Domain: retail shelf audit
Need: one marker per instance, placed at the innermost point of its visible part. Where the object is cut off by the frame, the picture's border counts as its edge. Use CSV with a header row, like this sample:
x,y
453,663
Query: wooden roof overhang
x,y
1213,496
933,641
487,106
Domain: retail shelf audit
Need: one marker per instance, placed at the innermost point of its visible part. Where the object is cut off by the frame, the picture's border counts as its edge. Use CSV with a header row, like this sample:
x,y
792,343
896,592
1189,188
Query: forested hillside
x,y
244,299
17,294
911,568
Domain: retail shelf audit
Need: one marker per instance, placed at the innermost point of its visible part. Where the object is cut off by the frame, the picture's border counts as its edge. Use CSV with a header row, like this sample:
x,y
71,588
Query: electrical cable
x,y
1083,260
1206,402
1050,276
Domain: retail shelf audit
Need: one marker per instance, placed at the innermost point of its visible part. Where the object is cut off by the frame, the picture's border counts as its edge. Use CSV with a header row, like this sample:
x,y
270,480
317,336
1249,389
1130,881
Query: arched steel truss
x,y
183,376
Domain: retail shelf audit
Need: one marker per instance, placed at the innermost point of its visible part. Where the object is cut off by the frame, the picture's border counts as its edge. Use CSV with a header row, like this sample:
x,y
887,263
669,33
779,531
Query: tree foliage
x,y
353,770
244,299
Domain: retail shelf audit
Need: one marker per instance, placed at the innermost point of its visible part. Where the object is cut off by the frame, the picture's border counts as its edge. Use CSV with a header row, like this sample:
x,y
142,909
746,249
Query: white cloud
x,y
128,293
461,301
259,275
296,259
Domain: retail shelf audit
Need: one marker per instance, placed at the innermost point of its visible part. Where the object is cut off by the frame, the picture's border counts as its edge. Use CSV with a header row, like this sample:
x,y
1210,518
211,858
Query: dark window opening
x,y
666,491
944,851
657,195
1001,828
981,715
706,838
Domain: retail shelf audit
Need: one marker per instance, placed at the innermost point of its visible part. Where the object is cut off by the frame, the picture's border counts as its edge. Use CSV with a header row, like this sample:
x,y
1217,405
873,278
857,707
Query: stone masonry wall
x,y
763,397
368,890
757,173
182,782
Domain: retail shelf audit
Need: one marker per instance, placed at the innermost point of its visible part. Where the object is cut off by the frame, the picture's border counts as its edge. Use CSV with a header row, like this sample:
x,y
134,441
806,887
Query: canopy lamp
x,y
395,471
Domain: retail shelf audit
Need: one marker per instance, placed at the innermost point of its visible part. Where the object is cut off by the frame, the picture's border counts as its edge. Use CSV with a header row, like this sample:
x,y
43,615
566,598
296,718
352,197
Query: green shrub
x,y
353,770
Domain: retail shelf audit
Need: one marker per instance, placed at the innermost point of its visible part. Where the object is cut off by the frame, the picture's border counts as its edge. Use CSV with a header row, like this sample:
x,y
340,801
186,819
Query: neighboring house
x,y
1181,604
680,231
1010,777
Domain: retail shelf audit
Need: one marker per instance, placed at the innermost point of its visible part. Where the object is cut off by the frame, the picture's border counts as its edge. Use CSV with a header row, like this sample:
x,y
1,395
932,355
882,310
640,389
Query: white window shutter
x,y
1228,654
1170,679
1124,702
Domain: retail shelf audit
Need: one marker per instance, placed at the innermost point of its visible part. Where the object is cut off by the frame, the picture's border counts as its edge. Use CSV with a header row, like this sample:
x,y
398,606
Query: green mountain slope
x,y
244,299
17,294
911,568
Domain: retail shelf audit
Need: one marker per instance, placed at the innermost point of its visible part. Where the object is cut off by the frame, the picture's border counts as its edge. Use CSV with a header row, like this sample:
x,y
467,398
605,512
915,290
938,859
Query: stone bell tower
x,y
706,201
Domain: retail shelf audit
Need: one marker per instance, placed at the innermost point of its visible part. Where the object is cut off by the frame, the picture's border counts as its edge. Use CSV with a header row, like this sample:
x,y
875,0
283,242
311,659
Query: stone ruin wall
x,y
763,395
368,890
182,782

Task goal: Extract all of the material exactly as it is written.

Result of this exercise:
Domain: retail shelf audit
Need: one marker per instance, placed at the innermost point of its visible part. Where the object is cut off by the frame, the picture's border counts as its edge. Use CSV with a header row, like this sample:
x,y
453,663
Query: wooden roof overhang
x,y
1213,496
933,641
487,106
Domain: retail shelf audit
Need: one marker per instance, placed at the innermost point of its visible part. Where the object is cut off by the frame, the picture's border counts as its edge. Use CSV with a header row, like this sample:
x,y
792,343
896,592
1189,188
Query: forested hillside
x,y
244,299
17,294
911,568
Domain: retail shelf audit
Need: one marker per instance, placed at the innermost point of its visible part. Where the object is cut off by the frame, the picture's border counts as its edge. Use CSV with a header row, like this sample:
x,y
71,588
Query: electrical cable
x,y
1083,260
1206,402
1050,276
Domain: retail shelf audit
Need: one marker per instance, placed at the innermost point of its visible part. Where the object is cut off by the frame, the picture's border counts as its edge. Use CSV with a header row, like this sample:
x,y
270,480
317,336
1249,389
1130,881
Query: arched steel truss
x,y
183,376
Domain: retail shelf audit
Need: one marker per instance, placed at the innermost point of its visible part. Where the object is cut off by the frame, the picture's border counts as its edge. Use CSV with a header row, like this sample:
x,y
887,263
669,33
779,531
Query: tree foliage
x,y
353,770
244,299
Domain: retail shelf audit
Need: one marker per instance, placed at the innermost point of its visible part. Where the object is cut off by the frame, the picture's border counts as its edge. Use CSV with a header row, like this sample:
x,y
142,909
746,249
Query: white cloud
x,y
128,293
461,301
259,275
296,259
Domain: retail shelf audit
Need: one marker per instance, placed at the innermost point of its visible part. Where the object is cut off by the frame, the picture's border counts as its edge. Use CSV with a header row, like this sample:
x,y
1210,518
211,858
Query: dark window opening
x,y
666,491
944,851
657,195
1001,828
981,715
706,838
Domain: retail shelf audit
Need: one marker per instance, placed at the innermost point of its visible part. Where the object is cut off by the frame, the picture's border counts as its edge. Use CSV with a header row, like this sample:
x,y
1217,405
873,278
857,707
Query: stone masonry wall
x,y
763,397
368,890
757,173
182,782
Domain: retail shelf audit
Need: one marker per instance, placed at the innermost point of its visible part. Where the object is cut off by the frame, the picture's border counts as its edge. Use CSV with a header row, like this sample:
x,y
134,441
806,887
Query: canopy lamp
x,y
395,471
Domain: retail shelf audit
Need: one marker per instance, placed at the innermost point of its visible part. Where the object is cut off by the frame, the picture's border counts as its edge. Use CSV with a header row, like this sample:
x,y
43,615
566,598
296,718
352,197
Query: green shrub
x,y
353,770
Domain: retail shelf audit
Need: one marker per instance, placed at the innermost point of its visible part. Where the object is cut off by the frame, the picture's border counts as its edge. Use CSV with a header row, like this sample:
x,y
340,801
186,819
Query: neighboring house
x,y
1181,604
680,231
1010,777
Domain: retail shelf audit
Need: one marker per instance, placed at the innermost point of its visible part. Where the object is cut off by the frame, the picture's border counts as its edge. Use CSV with a header row, like this sample:
x,y
1,395
932,355
882,310
640,389
Query: white window shutter
x,y
1228,654
1170,679
1124,702
Domain: retail shelf audit
Need: one marker per instance, placed at the innermost point of its visible part. Where the object is cut off by the frame, the picture's border counts as its edge. Use CSV with a header row, like this sample:
x,y
398,606
Query: green mountain slope
x,y
244,299
17,294
911,568
Domain: retail shelf audit
Need: one marker per instance, placed at the innermost point of its visible part. Where the object is cut off by the frame, the picture's border counts as its edge. Use CSV with a header row, like this sample:
x,y
467,398
605,512
915,290
938,859
Query: stone bell tower
x,y
706,201
Domain: retail shelf audit
Need: one marker per instance, placed at the innermost point of its visible part. Where the object is cut off by the frame, the picture's border counts as its edge. Use CSV with a header row, like this sample:
x,y
875,0
283,242
311,659
Query: stone ruin wall
x,y
763,395
368,890
182,782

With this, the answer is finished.